What the task requires:
Below are entries. Pull out all lines containing "road".
______________________________
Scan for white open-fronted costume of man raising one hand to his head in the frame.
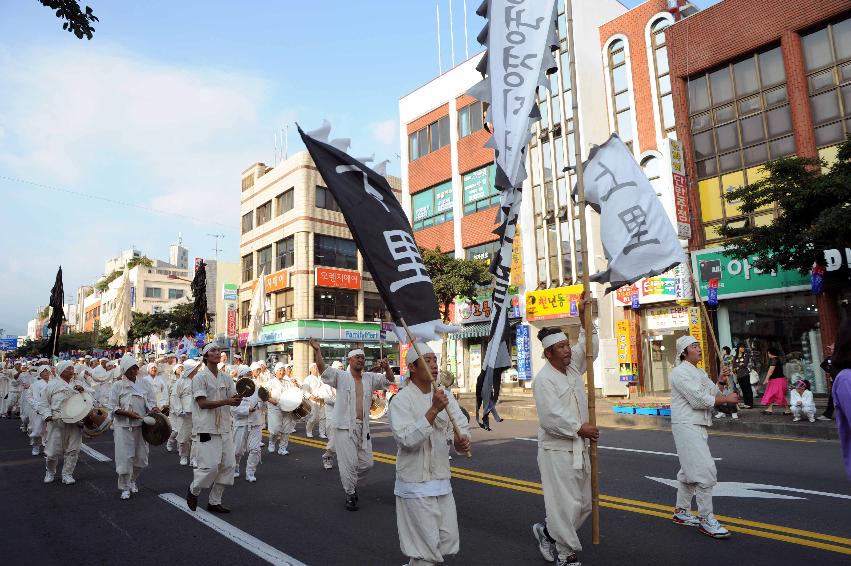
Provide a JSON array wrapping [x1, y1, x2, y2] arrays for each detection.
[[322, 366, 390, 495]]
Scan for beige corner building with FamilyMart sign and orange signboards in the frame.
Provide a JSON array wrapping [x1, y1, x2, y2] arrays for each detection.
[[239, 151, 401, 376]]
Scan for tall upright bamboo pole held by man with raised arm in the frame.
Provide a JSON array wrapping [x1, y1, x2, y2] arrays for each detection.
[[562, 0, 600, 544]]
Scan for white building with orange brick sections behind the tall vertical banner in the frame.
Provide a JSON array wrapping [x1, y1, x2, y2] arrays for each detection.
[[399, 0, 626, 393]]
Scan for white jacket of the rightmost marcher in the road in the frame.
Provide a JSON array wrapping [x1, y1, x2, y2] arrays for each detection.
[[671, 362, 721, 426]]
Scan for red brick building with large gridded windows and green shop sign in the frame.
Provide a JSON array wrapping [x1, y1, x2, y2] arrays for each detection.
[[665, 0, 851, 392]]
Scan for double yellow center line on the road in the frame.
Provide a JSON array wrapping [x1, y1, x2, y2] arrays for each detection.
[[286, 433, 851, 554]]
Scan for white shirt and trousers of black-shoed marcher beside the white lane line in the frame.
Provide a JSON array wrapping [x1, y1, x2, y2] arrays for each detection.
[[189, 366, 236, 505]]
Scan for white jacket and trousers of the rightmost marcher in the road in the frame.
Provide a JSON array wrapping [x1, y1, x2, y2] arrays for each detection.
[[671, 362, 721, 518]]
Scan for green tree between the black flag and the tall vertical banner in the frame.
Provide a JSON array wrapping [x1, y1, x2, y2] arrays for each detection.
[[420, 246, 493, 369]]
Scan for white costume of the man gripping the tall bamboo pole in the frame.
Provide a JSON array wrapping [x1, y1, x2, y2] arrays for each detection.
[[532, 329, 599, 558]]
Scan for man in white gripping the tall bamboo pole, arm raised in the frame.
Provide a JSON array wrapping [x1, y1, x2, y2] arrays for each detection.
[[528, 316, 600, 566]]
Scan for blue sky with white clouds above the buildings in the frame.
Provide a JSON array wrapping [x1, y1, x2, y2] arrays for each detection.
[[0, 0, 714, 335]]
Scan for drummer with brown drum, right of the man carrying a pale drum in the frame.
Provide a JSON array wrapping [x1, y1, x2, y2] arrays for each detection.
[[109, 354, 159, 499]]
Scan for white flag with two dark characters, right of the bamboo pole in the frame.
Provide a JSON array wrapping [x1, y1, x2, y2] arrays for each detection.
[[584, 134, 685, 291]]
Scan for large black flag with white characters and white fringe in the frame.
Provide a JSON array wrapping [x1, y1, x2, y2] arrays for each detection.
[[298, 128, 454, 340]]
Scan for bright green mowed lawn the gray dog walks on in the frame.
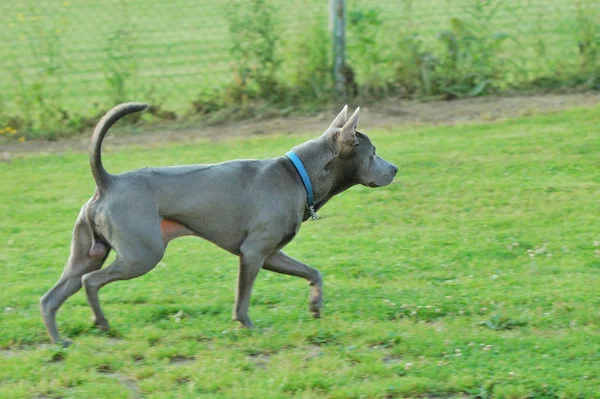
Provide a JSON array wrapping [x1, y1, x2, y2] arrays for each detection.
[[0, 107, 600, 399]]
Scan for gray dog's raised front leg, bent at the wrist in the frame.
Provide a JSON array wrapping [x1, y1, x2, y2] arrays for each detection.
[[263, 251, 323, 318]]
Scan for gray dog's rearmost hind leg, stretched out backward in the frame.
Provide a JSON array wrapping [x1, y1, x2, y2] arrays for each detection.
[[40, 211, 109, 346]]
______________________________
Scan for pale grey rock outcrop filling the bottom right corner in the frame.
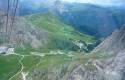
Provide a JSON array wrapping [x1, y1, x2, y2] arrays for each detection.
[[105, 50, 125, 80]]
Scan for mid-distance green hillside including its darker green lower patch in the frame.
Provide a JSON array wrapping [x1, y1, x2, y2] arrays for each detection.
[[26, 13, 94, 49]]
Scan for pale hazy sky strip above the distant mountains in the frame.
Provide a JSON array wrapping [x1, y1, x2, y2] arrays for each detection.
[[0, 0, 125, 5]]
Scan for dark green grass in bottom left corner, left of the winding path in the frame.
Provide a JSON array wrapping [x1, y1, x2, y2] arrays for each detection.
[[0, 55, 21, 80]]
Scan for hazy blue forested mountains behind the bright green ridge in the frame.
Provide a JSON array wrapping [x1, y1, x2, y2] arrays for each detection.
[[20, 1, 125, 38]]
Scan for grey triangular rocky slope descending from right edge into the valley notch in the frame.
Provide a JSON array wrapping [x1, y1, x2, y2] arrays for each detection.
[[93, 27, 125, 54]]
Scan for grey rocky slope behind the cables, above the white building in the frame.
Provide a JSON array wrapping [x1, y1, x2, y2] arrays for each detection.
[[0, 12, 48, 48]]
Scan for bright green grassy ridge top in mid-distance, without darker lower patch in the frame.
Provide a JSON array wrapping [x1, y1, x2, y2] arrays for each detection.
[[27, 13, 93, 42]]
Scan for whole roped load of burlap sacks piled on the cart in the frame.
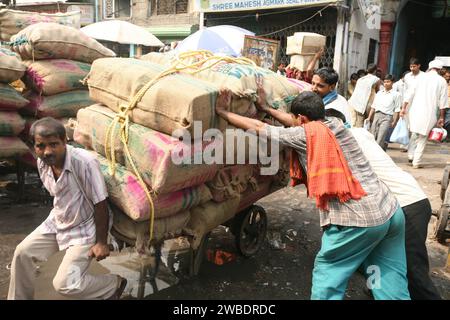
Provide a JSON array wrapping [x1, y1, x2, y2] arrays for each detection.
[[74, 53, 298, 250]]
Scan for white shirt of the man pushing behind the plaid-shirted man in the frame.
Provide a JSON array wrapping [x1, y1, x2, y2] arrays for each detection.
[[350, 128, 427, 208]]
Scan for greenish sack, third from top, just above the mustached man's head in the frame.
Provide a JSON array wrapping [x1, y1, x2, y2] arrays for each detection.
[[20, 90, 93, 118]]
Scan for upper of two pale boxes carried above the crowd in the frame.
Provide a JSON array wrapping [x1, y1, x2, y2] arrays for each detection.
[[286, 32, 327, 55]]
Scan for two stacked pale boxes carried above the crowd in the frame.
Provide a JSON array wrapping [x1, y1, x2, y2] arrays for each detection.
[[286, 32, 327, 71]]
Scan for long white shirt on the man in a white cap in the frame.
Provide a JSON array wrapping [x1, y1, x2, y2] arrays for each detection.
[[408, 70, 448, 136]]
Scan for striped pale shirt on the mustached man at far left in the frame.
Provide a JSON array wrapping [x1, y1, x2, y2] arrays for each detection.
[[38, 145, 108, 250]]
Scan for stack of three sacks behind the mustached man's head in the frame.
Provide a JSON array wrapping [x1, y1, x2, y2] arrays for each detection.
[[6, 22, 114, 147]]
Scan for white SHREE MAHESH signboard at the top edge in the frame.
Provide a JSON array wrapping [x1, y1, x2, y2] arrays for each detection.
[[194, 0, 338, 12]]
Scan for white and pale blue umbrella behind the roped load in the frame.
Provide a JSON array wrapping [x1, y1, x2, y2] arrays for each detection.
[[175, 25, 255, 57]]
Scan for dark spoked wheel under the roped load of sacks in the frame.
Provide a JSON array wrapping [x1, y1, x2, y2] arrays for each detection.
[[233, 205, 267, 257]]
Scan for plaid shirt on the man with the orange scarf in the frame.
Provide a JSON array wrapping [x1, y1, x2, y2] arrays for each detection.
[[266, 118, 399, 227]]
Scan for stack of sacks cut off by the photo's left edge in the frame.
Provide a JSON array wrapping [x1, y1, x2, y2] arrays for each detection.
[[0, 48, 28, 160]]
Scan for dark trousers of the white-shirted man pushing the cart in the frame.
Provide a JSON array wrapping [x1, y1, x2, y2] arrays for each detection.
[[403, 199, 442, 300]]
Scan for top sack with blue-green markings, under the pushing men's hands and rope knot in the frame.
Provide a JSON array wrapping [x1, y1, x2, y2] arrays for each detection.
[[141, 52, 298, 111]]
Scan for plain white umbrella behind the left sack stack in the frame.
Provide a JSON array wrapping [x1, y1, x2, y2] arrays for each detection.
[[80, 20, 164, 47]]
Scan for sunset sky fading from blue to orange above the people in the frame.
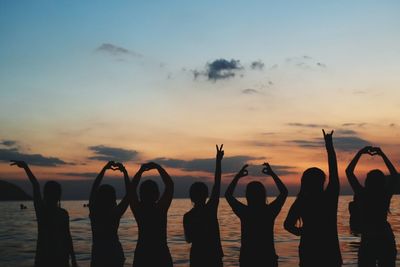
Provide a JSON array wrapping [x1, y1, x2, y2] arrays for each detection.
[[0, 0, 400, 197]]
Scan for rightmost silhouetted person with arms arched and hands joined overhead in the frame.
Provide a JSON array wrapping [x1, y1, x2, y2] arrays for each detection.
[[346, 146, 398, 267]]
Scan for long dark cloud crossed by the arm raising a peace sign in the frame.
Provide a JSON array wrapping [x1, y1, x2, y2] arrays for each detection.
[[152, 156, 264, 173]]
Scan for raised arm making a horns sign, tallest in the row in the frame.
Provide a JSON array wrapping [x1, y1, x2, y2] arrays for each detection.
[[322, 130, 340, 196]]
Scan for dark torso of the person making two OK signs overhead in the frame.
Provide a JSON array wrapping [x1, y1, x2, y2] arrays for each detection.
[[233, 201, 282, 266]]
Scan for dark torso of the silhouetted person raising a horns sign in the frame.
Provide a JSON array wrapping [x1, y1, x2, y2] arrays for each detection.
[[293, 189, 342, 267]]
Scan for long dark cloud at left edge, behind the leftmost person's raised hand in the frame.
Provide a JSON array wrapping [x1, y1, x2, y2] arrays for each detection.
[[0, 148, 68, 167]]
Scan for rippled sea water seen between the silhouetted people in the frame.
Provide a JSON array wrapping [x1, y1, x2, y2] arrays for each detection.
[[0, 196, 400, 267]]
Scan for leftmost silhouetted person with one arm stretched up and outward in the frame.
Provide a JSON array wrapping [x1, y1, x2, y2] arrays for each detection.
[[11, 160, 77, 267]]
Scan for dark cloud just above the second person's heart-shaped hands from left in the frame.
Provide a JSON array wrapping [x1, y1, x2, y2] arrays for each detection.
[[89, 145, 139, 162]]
______________________________
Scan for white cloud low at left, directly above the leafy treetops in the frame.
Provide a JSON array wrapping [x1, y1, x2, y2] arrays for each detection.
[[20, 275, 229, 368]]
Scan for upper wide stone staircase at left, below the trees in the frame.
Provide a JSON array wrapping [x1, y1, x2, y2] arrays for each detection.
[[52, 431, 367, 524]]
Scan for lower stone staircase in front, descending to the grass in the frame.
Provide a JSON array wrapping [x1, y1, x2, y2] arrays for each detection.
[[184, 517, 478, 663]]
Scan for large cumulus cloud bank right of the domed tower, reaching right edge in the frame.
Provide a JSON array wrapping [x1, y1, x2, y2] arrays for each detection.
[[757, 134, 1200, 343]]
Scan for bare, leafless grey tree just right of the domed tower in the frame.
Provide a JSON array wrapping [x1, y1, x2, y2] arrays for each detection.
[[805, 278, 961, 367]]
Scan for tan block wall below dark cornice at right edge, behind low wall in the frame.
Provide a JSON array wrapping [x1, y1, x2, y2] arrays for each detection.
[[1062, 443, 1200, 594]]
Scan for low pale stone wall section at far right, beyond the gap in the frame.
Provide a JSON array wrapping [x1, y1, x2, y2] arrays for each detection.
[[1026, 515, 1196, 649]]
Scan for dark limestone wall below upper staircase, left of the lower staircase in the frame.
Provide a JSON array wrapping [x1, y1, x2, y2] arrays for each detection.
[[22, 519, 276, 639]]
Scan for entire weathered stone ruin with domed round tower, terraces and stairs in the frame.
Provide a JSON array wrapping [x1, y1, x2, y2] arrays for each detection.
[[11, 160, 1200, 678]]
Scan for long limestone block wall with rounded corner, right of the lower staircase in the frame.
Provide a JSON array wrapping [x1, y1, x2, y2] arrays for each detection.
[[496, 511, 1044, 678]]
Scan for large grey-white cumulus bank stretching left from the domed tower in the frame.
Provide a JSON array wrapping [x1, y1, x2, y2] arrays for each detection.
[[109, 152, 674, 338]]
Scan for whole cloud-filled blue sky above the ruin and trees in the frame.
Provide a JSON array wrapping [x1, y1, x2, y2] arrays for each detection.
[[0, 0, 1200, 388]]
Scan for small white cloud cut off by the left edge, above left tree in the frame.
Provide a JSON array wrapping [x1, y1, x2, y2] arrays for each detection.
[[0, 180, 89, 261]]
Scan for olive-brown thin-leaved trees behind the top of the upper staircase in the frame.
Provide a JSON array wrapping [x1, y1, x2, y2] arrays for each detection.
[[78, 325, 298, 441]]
______________________________
Written response:
Scan for white jacket of the rightmost marcher in the road in the frame.
Scan for double yellow center line on the road in the frame.
Scan for white jacket and trousers of the rightmost marcher in the road in the frame.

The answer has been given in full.